*PROBLEM REQUIREMENTS:* Would you repeat the entries below word for word and omit the pictures?

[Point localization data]
┌──

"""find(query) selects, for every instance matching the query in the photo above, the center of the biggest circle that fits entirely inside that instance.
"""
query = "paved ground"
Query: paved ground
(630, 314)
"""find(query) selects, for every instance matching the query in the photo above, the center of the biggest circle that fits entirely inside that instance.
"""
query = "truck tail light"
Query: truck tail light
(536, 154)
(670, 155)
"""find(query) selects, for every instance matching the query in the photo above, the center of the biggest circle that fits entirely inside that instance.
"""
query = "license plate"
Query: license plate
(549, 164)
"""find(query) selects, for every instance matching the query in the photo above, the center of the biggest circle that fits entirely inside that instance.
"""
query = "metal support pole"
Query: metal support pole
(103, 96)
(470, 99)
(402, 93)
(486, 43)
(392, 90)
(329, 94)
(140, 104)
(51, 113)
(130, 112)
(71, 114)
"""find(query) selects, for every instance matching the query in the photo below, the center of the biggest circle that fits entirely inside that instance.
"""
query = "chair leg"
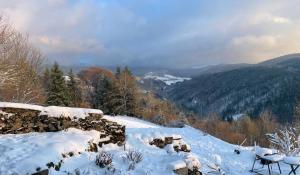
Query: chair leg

└──

*TASK RESPONSE:*
"""find(query) selects, for every instance matching the query in the photo above, the center of the biggest circle that fits entirely inside that instance.
"""
query = "paved ground"
Query: paved ground
(630, 314)
"""find(query) selects, for every instance matching the query in the photo above, the center of the biggest circle that fits entirely inside that instance.
"""
query = "truck tail light"
Query: truck tail light
(536, 154)
(670, 155)
"""find(query) selects, for every instance matching the query in the photo above, the center of the biggest circle that fits entirely inside that instance.
"""
query = "license plate"
Query: license plate
(549, 164)
"""find(query) selects, for every instance matching the query in the photo above, the center of the biggest circle that fits entirely inside that instance.
"""
query = "metal support pole"
Query: metal support pole
(103, 96)
(470, 99)
(402, 93)
(486, 43)
(392, 90)
(329, 94)
(140, 104)
(51, 113)
(130, 112)
(71, 114)
"""find(query) selects, for every instance matching the query in the photo below, the center of the biggest circle that fits entirely inside that instance.
"""
query = "chair leg"
Query: chair leg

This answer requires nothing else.